**Exercise set**:
(a) Could you print everything in the multiple sclerosis research news from "Update on the" down to "al, poster 1279).", word for word?
(b) Can you carry on with the multiple sclerosis research news, writing what comes after its final sentence?
+++ Page text
Update on the ORATORIO Trial on Ocrelizumab for Primary Progressive MS
ECTRIMS 2016 was the setting for the first positive results from the drug ocrelizumab for people with primary progressive MS in a multi-center, multinational drug trial called ORATORIO. Several groups presented data on the drug this year, showing consistent positive effects on walking and slowing disability progression. The most common adverse effect is reaction at injection site. (Jerome De Seze et al, poster 720; Gavin Giovannoni et al, poster 746; Jerry Wollinsky et al, poster 1278; Jerome De Seze et al, poster 1279).
Mouse Gene Mapping May Lead to Alternative Treatments for MS
Interferon-beta therapies (e.g. Avonex®, Betaseron®) have long been used as a treatment for multiple sclerosis, but they can be costly, painful, and sometimes ineffective. New research from Duke University on mice may point to new drug candidates that might help MS patients when interferon beta fails. The researchers studied an MS-related disease in mice and were able to map out biological mechanisms that can lead to a nonresponsive form of MS.
“The study shows a really clear molecular mechanism that may explain why some people do not respond to interferon-beta treatment,” said Mari Shinohara, an associate professor of immunology at Duke and a senior author on the study, available online in the journal Nature Neuroscience- http://tinyurl.com/jae4wf9. “We’ve found what makes a difference in the response.”
One challenge in treating MS is understanding the biological mechanisms that lead to damage caused by deterioration of myelin, the protective coating covering neurons. Another challenge is the recent discovery that those mechanisms may vary in each patient according to genetic and environmental factors.
++++++
+++ Data records
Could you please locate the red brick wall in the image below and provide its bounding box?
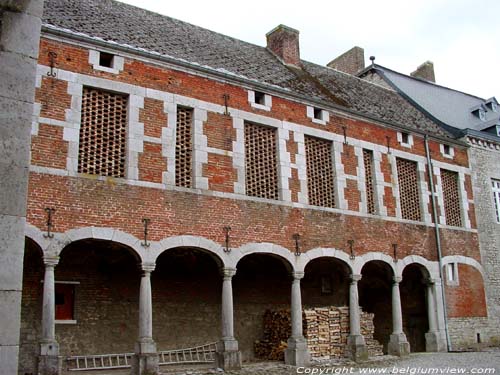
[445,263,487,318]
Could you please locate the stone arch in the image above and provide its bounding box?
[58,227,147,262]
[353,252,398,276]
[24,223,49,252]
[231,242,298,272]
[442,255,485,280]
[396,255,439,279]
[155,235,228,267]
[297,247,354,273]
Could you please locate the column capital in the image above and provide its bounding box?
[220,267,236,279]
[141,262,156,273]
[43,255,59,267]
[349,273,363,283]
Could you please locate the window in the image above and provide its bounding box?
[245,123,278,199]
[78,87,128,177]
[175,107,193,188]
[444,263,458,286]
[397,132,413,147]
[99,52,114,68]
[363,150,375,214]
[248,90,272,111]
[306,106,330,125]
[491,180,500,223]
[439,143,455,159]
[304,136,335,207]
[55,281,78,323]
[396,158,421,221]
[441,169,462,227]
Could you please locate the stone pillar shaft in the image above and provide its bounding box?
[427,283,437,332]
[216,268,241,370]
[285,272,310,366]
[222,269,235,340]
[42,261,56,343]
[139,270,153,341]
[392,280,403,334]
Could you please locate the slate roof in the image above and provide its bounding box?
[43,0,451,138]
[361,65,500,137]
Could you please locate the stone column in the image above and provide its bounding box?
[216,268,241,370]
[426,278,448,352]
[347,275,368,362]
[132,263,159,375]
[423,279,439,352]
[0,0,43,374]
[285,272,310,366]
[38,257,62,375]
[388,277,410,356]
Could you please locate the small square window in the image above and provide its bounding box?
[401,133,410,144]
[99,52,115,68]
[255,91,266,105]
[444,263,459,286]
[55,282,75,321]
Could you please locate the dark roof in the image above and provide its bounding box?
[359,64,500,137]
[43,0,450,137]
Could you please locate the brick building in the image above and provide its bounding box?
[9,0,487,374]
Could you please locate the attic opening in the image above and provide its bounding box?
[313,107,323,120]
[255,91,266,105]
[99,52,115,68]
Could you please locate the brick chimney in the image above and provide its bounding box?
++++++
**Answers by item**:
(a)
Update on the ORATORIO Trial on Ocrelizumab for Primary Progressive MS
ECTRIMS 2016 was the setting for the first positive results from the drug ocrelizumab for people with primary progressive MS in a multi-center, multinational drug trial called ORATORIO. Several groups presented data on the drug this year, showing consistent positive effects on walking and slowing disability progression. The most common adverse effect is reaction at injection site. (Jerome De Seze et al, poster 720; Gavin Giovannoni et al, poster 746; Jerry Wollinsky et al, poster 1278; Jerome De Seze et al, poster 1279).

(b)
In 2012, the researchers found that interferon-beta works in mice by inhibiting an immune protein complex called the NLRP3 inflammasome. This same study, however, found that some mice missing this protein complex still got sick, and for them interferon-beta treatment was ineffective. This study was aimed at determining how the disease was triggered in those missing the protein complex.
“We knew the second pathway bypassed the NLRP3 inflammasome,” Shinohara said. “So the question became, what is actually involved?”
“We found that, depending on which type of disease the mice had, we could choose the appropriate treatment,” Shinohara said.
To compare the effects in humans the team then used data gathered as part of the MURDOCK MS study to compare the genetic profiles of MS patients who responded to interferon-beta treatment with those who didn’t.
“We identified individuals who were not responsive to the interferon-beta treatment, and looked at their CXCR2 and LTBR” genes, said Simon Gregory, a professor of medicine and molecular genetics and microbiology at Duke and a co-author on the paper. “We found them to be upregulated,” meaning they were producing more of the receptors, he said.